PROBLEM TO SOLVE:
For each line of the listing, output an exact copy.

PROVIDED ENTRIES:
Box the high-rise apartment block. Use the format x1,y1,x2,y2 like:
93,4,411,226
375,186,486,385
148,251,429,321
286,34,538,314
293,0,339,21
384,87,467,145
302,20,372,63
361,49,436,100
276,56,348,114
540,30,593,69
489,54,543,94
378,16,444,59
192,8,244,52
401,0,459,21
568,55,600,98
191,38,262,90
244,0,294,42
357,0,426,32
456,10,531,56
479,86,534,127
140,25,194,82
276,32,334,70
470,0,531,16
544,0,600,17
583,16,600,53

EXERCISE ANSWER:
Box the high-rise apartment block. Use the format x1,y1,x2,y2 like:
93,4,411,226
375,186,486,385
148,251,429,321
286,34,538,314
293,0,339,21
384,87,467,145
302,20,372,63
361,49,436,100
276,56,348,114
540,30,593,69
489,54,543,94
378,16,444,59
192,8,244,52
401,0,459,21
568,55,600,98
191,38,262,90
244,0,294,42
357,0,426,32
456,10,531,56
479,86,534,127
140,25,194,82
276,32,334,70
470,0,531,16
544,0,600,17
583,16,600,53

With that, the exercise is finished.